INSTRUCTIONS FOR THE TASK
Quote everything in the Fallen Kingdom passage from "Like its predecessor, Fallen" down to "are markedly unengaging.".

-- SOURCE DOCUMENT follows --

Photo: Universal Pictures

Fallen Kingdom’s main twist — if you can use that term for something that’s spoiled extensively in the trailers — is that Mills is actually trying to capture the dinosaurs so he can sell them on the black market. His plans include yet another new genetic hybrid — this time, something they’ve dubbed the “Indoraptor.” To its credit, Fallen Kingdom doubles down on making the audience emotionally invest in the dinosaurs as actual animals. One moment in the first half of the film, where a dinosaur faces certain doom, is more emotionally affecting than anything that happens to the human characters. And the attempts to make the dinosaurs relatable and realistic are all driving toward exploring the moral implications of genetic engineering. If an animal is brought back from extinction, should it then be protected as an endangered species? If something is created by man, does it have the same right to exist as something created by nature?

Yet another riff on the genetic hybrid idea

Like its predecessor, Fallen Kingdom is overstuffed with ethical conundrums, and not sophisticated enough to fully engage with them. And the movie’s villains become such cartoony caricatures that it’s impossible to take Fallen Kingdom’s attempted philosophical musings seriously. This is the kind of movie where the audience knows Mills is bad because he yells at a kid, and dinosaurs are auctioned off to an international group of would-be Bond villains. It’s all absurd — even for a movie about man-made dinosaurs — and it becomes even more ridiculous when the movie leaves behind the grand, epic vistas of Isla Nublar for a much smaller dinosaur jail located beneath Lockwood’s estate. Normally, the creatures lend this series a built-in sense of awe and wonder. Jurassic World: Fallen Kingdom strips that majesty away and turns the focus on the human characters, who are markedly unengaging.

-- SOURCE DOCUMENT concluded --
-- PROVIDED RECORDS follows --

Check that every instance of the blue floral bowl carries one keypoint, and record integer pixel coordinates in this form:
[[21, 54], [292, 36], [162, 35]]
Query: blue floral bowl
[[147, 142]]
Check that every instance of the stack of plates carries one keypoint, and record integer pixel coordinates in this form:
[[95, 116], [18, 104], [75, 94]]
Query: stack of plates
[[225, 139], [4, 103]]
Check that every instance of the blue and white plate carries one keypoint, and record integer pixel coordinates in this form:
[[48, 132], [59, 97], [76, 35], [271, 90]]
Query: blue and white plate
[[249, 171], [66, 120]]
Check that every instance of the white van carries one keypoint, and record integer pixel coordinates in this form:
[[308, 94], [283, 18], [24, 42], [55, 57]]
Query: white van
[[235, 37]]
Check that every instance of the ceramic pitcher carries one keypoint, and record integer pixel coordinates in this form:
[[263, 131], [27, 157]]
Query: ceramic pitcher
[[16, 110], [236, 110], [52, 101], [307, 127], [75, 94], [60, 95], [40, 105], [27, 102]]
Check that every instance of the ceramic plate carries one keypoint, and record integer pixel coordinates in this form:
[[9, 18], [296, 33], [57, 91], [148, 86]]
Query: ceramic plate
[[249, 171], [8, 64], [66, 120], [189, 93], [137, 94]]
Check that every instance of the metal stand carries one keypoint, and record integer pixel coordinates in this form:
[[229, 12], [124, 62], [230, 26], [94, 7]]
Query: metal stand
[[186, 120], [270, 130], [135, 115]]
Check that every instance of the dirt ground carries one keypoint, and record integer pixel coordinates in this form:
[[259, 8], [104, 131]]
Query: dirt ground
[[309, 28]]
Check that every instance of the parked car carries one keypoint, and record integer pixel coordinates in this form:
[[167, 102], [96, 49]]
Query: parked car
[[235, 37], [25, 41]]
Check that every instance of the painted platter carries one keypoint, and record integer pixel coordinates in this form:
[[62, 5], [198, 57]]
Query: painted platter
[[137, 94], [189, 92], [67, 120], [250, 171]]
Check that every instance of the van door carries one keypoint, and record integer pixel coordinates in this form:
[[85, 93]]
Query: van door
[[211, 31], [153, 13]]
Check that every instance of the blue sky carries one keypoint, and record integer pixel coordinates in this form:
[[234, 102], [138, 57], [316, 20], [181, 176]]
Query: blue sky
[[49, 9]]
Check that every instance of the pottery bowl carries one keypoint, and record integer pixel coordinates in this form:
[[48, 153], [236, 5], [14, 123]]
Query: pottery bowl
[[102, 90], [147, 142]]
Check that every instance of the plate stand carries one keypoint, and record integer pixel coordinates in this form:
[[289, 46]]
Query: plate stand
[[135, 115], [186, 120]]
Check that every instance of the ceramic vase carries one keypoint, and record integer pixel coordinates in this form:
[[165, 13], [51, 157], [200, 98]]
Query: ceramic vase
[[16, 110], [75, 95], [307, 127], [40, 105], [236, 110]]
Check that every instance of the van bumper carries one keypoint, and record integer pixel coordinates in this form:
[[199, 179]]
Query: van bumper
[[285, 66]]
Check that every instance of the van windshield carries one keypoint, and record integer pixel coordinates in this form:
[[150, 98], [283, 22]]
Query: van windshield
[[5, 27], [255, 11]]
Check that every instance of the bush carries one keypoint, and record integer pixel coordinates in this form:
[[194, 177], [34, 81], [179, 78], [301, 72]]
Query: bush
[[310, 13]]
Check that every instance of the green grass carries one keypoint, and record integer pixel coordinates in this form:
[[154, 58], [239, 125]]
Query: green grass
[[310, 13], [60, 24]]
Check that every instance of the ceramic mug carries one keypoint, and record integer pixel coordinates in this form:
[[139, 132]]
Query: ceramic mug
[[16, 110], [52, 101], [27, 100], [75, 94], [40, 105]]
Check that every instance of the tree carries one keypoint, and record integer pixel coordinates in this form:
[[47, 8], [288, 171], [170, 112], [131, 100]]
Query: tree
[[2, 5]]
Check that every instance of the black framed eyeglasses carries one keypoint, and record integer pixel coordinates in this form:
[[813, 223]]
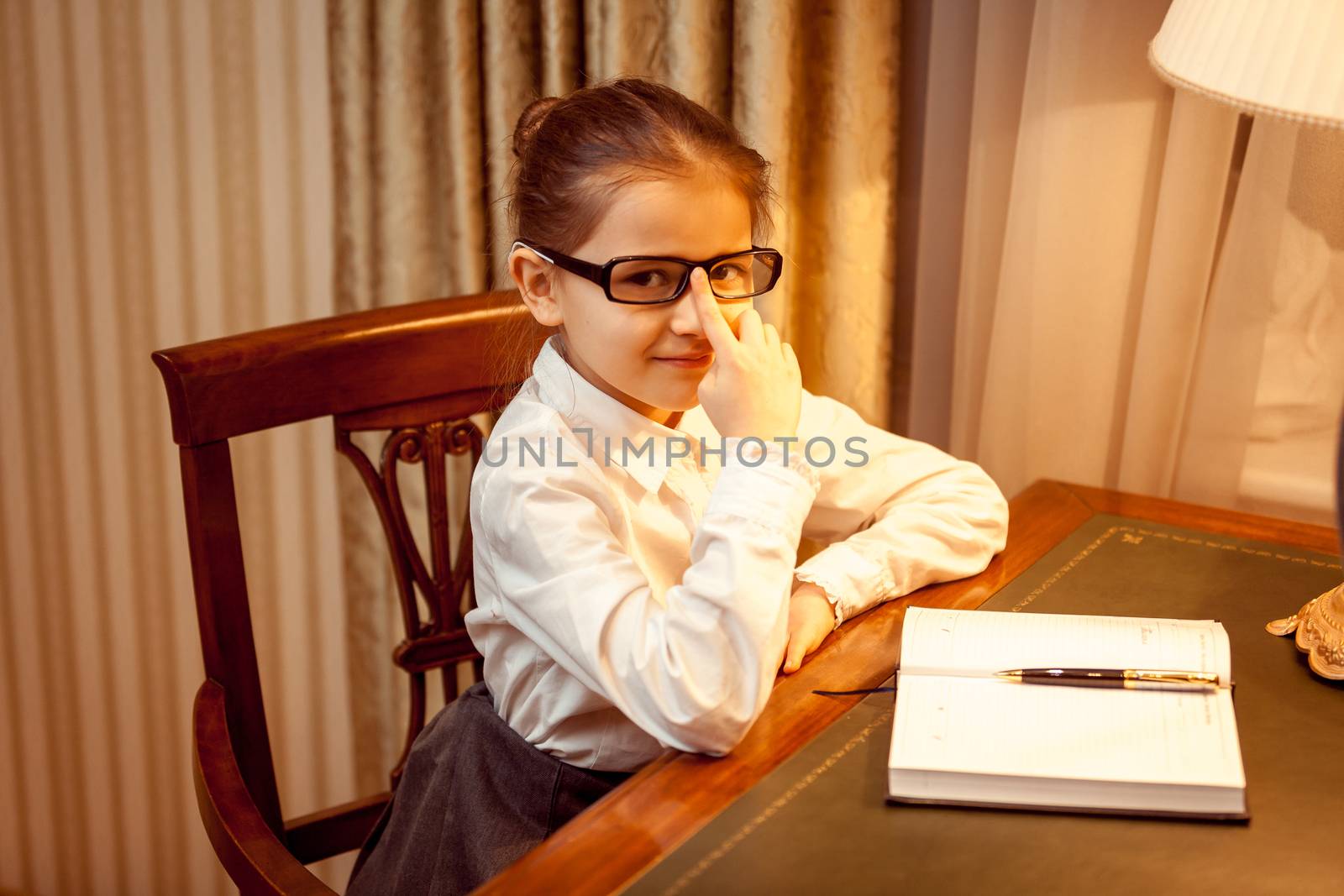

-- PROVIDED RECORDS concluded --

WRITTEN SOLUTION
Like its predecessor, Fallen Kingdom is overstuffed with ethical conundrums, and not sophisticated enough to fully engage with them. And the movie’s villains become such cartoony caricatures that it’s impossible to take Fallen Kingdom’s attempted philosophical musings seriously. This is the kind of movie where the audience knows Mills is bad because he yells at a kid, and dinosaurs are auctioned off to an international group of would-be Bond villains. It’s all absurd — even for a movie about man-made dinosaurs — and it becomes even more ridiculous when the movie leaves behind the grand, epic vistas of Isla Nublar for a much smaller dinosaur jail located beneath Lockwood’s estate. Normally, the creatures lend this series a built-in sense of awe and wonder. Jurassic World: Fallen Kingdom strips that majesty away and turns the focus on the human characters, who are markedly unengaging.